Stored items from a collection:
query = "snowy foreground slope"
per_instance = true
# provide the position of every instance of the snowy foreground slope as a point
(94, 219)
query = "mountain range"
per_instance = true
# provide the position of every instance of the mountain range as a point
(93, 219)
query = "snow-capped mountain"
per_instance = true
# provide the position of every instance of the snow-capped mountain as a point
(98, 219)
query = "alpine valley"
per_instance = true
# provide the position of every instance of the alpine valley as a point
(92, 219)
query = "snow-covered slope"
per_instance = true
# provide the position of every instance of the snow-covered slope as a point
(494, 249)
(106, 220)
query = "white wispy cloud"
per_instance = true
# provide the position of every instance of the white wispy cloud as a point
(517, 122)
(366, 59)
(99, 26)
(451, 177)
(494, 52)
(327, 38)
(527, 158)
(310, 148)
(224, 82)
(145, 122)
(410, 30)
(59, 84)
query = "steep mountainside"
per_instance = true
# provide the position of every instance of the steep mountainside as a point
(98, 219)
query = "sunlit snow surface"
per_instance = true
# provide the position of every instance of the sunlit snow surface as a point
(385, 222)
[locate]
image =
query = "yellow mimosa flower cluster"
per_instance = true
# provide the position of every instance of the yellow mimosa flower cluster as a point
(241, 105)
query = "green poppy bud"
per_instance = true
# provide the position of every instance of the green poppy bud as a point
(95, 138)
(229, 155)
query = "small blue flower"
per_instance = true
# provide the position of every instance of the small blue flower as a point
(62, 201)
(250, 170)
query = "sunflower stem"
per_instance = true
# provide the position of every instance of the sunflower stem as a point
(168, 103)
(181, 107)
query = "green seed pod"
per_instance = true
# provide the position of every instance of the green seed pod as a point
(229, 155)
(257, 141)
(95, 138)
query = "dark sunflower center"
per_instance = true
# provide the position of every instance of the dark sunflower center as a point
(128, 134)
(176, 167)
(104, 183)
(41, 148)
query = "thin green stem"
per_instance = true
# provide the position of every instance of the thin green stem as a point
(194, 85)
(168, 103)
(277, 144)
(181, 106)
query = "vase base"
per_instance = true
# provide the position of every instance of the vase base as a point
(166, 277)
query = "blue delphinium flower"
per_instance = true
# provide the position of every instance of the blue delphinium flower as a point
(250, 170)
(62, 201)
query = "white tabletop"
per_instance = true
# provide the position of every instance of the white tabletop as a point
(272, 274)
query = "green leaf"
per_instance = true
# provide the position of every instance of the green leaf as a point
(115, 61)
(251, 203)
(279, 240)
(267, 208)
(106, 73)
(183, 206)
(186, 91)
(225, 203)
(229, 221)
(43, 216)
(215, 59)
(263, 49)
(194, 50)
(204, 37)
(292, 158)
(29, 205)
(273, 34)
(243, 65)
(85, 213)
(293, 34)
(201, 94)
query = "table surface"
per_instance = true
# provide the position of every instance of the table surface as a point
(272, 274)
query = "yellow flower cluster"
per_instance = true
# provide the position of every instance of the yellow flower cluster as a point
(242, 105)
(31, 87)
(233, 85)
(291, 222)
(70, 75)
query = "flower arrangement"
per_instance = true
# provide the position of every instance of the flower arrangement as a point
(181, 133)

TASK GOAL: Output every line above so that it reads exactly as before.

RESULT OF THE TASK:
query = "snowy foreground slope"
per_instance = true
# provide the position of every instance of the snowy foreground slope as a point
(94, 219)
query = "mountain range"
per_instance = true
# provide the position of every instance of the mountain range as a point
(93, 219)
query = "snow-capped mountain"
per_instance = true
# provide the position of every instance of the snow-capped mountain as a point
(98, 219)
query = "alpine valley"
per_instance = true
# provide the position of every instance of the alpine valley as a point
(92, 219)
query = "snow-covered slope"
per_instance = true
# provide the position of every instance of the snow-covered slope as a point
(494, 249)
(106, 220)
query = "white wispy cloud"
per_instance = true
# provide the position of every instance of the white wispy cloud as a point
(517, 122)
(366, 59)
(99, 26)
(451, 177)
(494, 52)
(327, 38)
(527, 158)
(310, 148)
(224, 82)
(145, 122)
(410, 30)
(59, 84)
query = "steep mountainside"
per_instance = true
# provide the position of every instance of the steep mountainside as a point
(98, 219)
query = "sunlit snow surface"
per_instance = true
# provide the position of every instance of the sunlit snow surface as a point
(385, 222)
[locate]
image =
query = "yellow mimosa flower cluster"
per_instance = true
# provide the position of every instance of the yellow mimosa flower cluster as a point
(241, 105)
query = "green poppy bud"
per_instance = true
# provide the position of every instance of the green poppy bud as a point
(95, 138)
(229, 155)
query = "small blue flower"
per_instance = true
# provide the position of every instance of the small blue flower as a point
(62, 201)
(250, 170)
query = "sunflower stem"
per_instance = true
# provide the position of every instance of the sunflower stem as a point
(168, 103)
(181, 107)
query = "green seed pod"
per_instance = true
# provide the position of every instance of the green seed pod as a point
(229, 155)
(257, 141)
(95, 138)
query = "dark sunflower center"
per_instance = true
# provide the position of every instance of the dark sunflower center as a point
(128, 134)
(176, 167)
(104, 183)
(41, 148)
query = "thin green stem"
per_instance = true
# provide the position of every instance of the thin green stem as a point
(194, 85)
(168, 103)
(277, 144)
(181, 106)
query = "vase base"
per_instance = true
# provide the position of every instance of the vase base as a point
(166, 277)
query = "blue delphinium flower"
per_instance = true
# provide the position of every instance of the blue delphinium flower as a point
(250, 170)
(62, 201)
query = "white tabletop"
per_instance = true
# provide the position of every instance of the white tabletop as a point
(272, 274)
query = "green leaf"
per_instance = true
# provide the position of every instance of the green leaf as a point
(115, 61)
(251, 203)
(279, 240)
(267, 208)
(106, 73)
(183, 206)
(186, 91)
(225, 203)
(229, 221)
(43, 216)
(215, 59)
(263, 49)
(194, 50)
(204, 37)
(292, 158)
(29, 205)
(273, 34)
(243, 65)
(85, 213)
(293, 34)
(201, 94)
query = "table surface"
per_instance = true
# provide the position of every instance of the table surface as a point
(272, 274)
query = "yellow flower cluster"
per_instance = true
# provide the position of every instance of the yellow flower cluster as a point
(242, 105)
(31, 87)
(233, 85)
(291, 222)
(70, 75)
query = "flower arrangement"
per_instance = true
# provide the position of every instance of the flower arrangement as a point
(181, 133)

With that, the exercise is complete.